Directions for this task –
Down to the last line, output the records below exactly.

Data extract –
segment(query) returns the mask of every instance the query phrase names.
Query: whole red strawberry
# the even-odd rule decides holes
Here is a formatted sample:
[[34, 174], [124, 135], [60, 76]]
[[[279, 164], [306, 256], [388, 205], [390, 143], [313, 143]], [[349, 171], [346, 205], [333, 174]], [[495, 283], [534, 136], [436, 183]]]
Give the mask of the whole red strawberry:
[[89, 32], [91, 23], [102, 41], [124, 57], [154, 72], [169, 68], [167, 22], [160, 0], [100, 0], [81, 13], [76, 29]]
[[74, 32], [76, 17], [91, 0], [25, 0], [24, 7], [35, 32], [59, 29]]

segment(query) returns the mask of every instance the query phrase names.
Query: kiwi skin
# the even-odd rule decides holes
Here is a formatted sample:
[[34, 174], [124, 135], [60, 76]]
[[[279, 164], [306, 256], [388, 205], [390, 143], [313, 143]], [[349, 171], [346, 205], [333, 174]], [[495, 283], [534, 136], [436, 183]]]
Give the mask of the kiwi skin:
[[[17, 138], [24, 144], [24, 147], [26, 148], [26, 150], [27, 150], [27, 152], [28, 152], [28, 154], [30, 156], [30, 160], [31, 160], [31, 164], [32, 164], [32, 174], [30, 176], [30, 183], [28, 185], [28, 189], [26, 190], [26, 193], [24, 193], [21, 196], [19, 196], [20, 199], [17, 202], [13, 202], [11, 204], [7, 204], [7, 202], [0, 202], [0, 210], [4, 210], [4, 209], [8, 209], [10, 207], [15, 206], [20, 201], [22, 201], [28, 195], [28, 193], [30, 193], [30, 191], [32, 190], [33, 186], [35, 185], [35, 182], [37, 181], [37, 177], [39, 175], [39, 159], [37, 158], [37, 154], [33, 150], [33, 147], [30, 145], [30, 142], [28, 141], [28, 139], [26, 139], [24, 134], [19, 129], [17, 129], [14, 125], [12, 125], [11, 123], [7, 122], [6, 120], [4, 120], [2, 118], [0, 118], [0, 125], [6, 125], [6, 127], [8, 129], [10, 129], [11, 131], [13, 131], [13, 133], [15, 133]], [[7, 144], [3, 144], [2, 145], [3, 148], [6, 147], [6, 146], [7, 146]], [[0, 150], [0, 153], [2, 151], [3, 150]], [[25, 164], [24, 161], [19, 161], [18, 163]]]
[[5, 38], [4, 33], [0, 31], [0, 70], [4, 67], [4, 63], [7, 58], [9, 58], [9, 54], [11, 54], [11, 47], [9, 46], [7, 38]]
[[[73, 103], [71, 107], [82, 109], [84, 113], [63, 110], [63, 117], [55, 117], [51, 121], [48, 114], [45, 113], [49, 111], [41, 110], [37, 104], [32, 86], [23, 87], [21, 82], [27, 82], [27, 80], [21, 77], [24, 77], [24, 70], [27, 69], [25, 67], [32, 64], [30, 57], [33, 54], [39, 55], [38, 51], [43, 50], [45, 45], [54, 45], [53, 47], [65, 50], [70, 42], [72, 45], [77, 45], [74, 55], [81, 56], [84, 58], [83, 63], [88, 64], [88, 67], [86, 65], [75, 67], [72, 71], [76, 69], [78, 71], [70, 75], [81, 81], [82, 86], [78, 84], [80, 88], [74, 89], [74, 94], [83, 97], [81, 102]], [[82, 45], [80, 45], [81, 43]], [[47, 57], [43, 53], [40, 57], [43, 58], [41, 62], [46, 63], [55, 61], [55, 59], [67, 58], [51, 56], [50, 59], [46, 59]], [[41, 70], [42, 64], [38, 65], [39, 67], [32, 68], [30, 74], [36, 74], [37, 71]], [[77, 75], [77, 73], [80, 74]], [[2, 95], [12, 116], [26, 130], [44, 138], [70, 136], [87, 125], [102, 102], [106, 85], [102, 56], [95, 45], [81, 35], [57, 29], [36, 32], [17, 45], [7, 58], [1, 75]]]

Finished task –
segment(query) returns the mask of every instance the query phrase names.
Query: whole red strawberry
# the even-odd rule decides holes
Here is a formatted sample:
[[34, 174], [124, 135], [60, 76]]
[[[279, 164], [306, 256], [388, 205], [390, 143], [313, 143]], [[349, 171], [346, 205], [333, 174]], [[495, 283], [534, 136], [436, 183]]]
Give the mask of the whole red strawberry:
[[89, 32], [91, 23], [102, 41], [124, 57], [154, 72], [169, 68], [167, 22], [160, 0], [100, 0], [81, 13], [76, 29]]
[[74, 32], [76, 17], [91, 0], [25, 0], [24, 7], [35, 32], [59, 29]]

segment(query) returns the mask of every instance the query phrase names.
Query: kiwi skin
# the even-odd rule decides holes
Here is a formatted sample:
[[34, 174], [124, 135], [60, 76]]
[[[279, 164], [306, 256], [388, 205], [390, 143], [313, 143]], [[349, 171], [346, 205], [333, 174]], [[495, 283], [534, 136], [436, 183]]]
Give the mask of the kiwi skin:
[[[17, 138], [24, 144], [24, 147], [26, 148], [26, 150], [27, 150], [27, 152], [28, 152], [28, 154], [30, 156], [30, 160], [31, 160], [31, 164], [32, 164], [32, 174], [30, 176], [30, 183], [28, 185], [28, 189], [26, 190], [26, 193], [24, 193], [21, 196], [19, 196], [20, 199], [17, 202], [13, 202], [11, 204], [7, 204], [7, 202], [0, 202], [0, 210], [4, 210], [4, 209], [8, 209], [10, 207], [15, 206], [20, 201], [22, 201], [28, 195], [28, 193], [30, 193], [30, 191], [32, 190], [33, 186], [35, 185], [35, 182], [37, 181], [37, 177], [39, 175], [39, 159], [37, 158], [37, 154], [33, 150], [33, 147], [30, 145], [30, 142], [28, 141], [28, 139], [26, 139], [24, 134], [19, 129], [17, 129], [14, 125], [12, 125], [11, 123], [7, 122], [6, 120], [4, 120], [2, 118], [0, 118], [0, 125], [6, 125], [6, 127], [8, 129], [10, 129], [11, 131], [13, 131], [13, 133], [15, 133]], [[7, 144], [3, 144], [2, 145], [3, 148], [6, 147], [6, 146], [7, 146]], [[0, 150], [0, 153], [2, 151], [3, 150]], [[25, 164], [24, 161], [19, 161], [18, 163]]]
[[5, 38], [4, 33], [0, 31], [0, 70], [4, 67], [4, 63], [7, 58], [9, 58], [9, 54], [11, 54], [11, 47], [9, 46], [7, 38]]
[[[73, 103], [71, 107], [82, 109], [84, 113], [63, 110], [63, 117], [55, 117], [51, 121], [48, 114], [45, 113], [49, 111], [41, 110], [37, 104], [32, 86], [23, 87], [21, 82], [27, 82], [27, 80], [21, 77], [24, 77], [24, 70], [27, 69], [25, 67], [32, 64], [30, 57], [33, 54], [39, 55], [38, 51], [43, 50], [45, 45], [54, 45], [53, 47], [65, 50], [70, 42], [72, 45], [77, 45], [74, 55], [81, 56], [84, 58], [83, 63], [88, 64], [88, 67], [86, 65], [75, 67], [72, 71], [76, 69], [78, 71], [70, 75], [81, 81], [82, 86], [78, 84], [80, 88], [74, 89], [74, 94], [83, 97], [81, 102]], [[82, 45], [80, 45], [81, 43]], [[47, 57], [43, 53], [40, 57], [43, 58], [41, 62], [46, 63], [55, 61], [55, 59], [67, 58], [51, 56], [50, 59], [46, 59]], [[41, 70], [42, 64], [38, 65], [39, 67], [32, 68], [30, 74], [36, 74], [37, 71]], [[77, 75], [77, 73], [80, 74]], [[2, 95], [12, 116], [26, 130], [44, 138], [70, 136], [87, 125], [102, 102], [106, 85], [102, 56], [95, 45], [81, 35], [57, 29], [36, 32], [17, 45], [7, 58], [1, 75]]]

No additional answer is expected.